Source
____________________

Je mourrai en communiste

Publié le par jenevousaimeplus.over-blog.org

J'étais hier en service commandé, et pour la bonne cause j'ai passé deux heures avec l'Esthète angoissé sur le parking d'un supermarché en périphérie, glacée par les rafales de vent, mais la lumière était magnifique.

Après une journée difficile, la reprise du travail après un week-end trop sociable (j'ai appris à cuisiner une recette du terroir en compagnie de l'Ami qui fait sa convalescence chez nous parce qu'il n'a pas de maison et une double fracture (bientôt je devrai l'appeler autrement, il a rendez-vous demain à l'hôpital) (et ce soir je suis seule chez moi, je pense que je vais regarder un film avec Catherine Deneuve) (autre antidote, plus séduisant que Sophie Marceau, aux terreurs nocturnes) - recette du terroir à base de bœuf et de carottes), je tentais vainement de me réchauffer dans un cinéma alternatif de ma ville. J'y connais beaucoup de bénévoles (j'y ai moi-même passé quelques heures - oh, très peu - à faire le bien autour de moi en vendant des tickets), et mon ami le Chanteur vert m'a préparé un chocolat chaud. Ô infini bonheur qu'apportent les privilèges.

Je pensais donc, le seul désagrément étant, comme souvent, que je doive fumer dehors, c'est à dire dans un "froid de canard"(spéciale dédicace à Soeurette), que ma soirée était sur des rails.

____________________

Données extraites

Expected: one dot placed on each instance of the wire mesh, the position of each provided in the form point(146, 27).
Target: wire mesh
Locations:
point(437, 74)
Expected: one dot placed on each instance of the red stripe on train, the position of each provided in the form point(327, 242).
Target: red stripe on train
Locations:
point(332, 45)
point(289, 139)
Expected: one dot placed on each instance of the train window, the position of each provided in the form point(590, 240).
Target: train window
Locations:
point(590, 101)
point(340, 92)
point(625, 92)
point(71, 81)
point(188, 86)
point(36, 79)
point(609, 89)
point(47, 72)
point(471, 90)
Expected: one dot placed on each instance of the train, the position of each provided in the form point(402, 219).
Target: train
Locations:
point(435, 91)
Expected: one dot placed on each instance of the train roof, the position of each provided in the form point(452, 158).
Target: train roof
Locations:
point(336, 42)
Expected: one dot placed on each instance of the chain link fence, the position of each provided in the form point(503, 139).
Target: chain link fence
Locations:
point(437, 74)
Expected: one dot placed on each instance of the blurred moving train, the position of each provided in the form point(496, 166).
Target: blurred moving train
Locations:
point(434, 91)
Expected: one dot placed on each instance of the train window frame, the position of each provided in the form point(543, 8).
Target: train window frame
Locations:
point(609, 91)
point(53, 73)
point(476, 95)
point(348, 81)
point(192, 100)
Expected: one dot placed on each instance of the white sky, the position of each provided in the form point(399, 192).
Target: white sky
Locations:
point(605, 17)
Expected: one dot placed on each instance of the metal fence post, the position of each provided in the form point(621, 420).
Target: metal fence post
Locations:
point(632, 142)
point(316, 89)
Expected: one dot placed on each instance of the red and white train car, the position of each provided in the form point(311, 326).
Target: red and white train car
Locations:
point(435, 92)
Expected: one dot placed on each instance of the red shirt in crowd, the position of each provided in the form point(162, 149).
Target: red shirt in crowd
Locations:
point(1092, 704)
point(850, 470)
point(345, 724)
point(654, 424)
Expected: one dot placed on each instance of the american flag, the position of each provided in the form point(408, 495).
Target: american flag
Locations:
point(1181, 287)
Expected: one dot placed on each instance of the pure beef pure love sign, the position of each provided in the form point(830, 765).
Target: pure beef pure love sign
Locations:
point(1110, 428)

____________________

Exercice court A
D'après le billet, qui a préparé un chocolat chaud au cinéma alternatif ?
Exercice court B
Dites si chaque affirmation concorde avec le billet. (i) L'Ami fait sa convalescence chez l'auteur parce qu'il n'a pas de maison. (ii) La recette du terroir est à base de poulet et de pommes de terre. (iii) Le parking se trouvait devant un supermarché du centre-ville.
Exercice court C
Réécrivez, s'il vous plaît, sous forme de liste le paragraphe du billet qui commence par « Après une journée difficile », en gardant ses faits principaux.

Corrigé détaillé A
L'ami surnommé le Chanteur vert.

Corrigé détaillé B
(i) Oui : « qui fait sa convalescence chez nous parce qu'il n'a pas de maison ».
(ii) Non : « recette du terroir à base de bœuf et de carottes ».
(iii) Non : « sur le parking d'un supermarché en périphérie ».

Corrigé détaillé C
- Reprise du travail après une journée difficile et un week-end trop sociable.
- Pendant le week-end, j'ai appris à cuisiner une recette du terroir à base de bœuf et de carottes avec l'Ami.
- L'Ami fait sa convalescence chez nous : il n'a pas de maison, il a une double fracture et il a rendez-vous demain à l'hôpital.
- Ce soir, seule chez moi, je pense regarder un film avec Catherine Deneuve, antidote aux terreurs nocturnes.
- Je tentais en vain de me réchauffer dans un cinéma alternatif de ma ville, où je connais beaucoup de bénévoles et où j'ai moi-même vendu des tickets quelques heures.
- Mon ami le Chanteur vert m'y a préparé un chocolat chaud.